| Task prompt |
Filter the listing below down to the lines holding the word "above", and copy those lines.

-*-*-

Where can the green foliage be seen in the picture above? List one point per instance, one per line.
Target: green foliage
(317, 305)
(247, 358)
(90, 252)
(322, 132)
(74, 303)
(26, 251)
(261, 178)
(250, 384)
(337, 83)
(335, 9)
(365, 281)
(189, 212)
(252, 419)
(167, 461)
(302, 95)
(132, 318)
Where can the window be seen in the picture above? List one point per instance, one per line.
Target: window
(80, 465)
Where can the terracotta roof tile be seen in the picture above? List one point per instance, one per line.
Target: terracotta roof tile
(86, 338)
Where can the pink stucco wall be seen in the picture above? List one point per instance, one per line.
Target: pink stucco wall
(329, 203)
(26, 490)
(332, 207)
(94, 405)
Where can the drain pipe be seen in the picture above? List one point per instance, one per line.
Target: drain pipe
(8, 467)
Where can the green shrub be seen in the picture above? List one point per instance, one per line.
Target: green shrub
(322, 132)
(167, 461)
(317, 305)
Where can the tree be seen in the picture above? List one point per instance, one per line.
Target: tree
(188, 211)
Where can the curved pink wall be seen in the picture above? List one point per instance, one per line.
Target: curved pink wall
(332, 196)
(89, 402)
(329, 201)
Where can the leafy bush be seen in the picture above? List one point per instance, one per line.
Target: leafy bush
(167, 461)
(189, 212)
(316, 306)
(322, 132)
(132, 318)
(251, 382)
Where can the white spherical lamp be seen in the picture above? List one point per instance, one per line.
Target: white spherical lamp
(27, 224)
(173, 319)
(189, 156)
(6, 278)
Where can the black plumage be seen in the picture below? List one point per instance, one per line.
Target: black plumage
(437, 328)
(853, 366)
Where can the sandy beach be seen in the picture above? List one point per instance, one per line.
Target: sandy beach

-*-*-

| Task answer |
Where can the green foliage be seen in the picture above? List one point per instance, one per line.
Where can the window be seen in the picture above? List one point per instance, one per line.
Where can the terracotta roof tile be seen in the picture above? List one point per instance, one per line.
Where can the pink stucco wall be seen in the picture above? List one point per instance, one per line.
Where can the drain pipe be seen in the picture above? List one point per instance, one per line.
Where can the green shrub be seen in the picture above? List one point per instance, one per line.
Where can the tree be seen in the picture above? List one point per instance, one per line.
Where can the curved pink wall be seen in the picture above? List one point per instance, one per line.
Where can the leafy bush be seen in the picture above? List one point per instance, one per line.
Where can the white spherical lamp be seen in the picture above? List one point per instance, one per line.
Where can the sandy beach be seen in the picture above? List one point per instance, one per line.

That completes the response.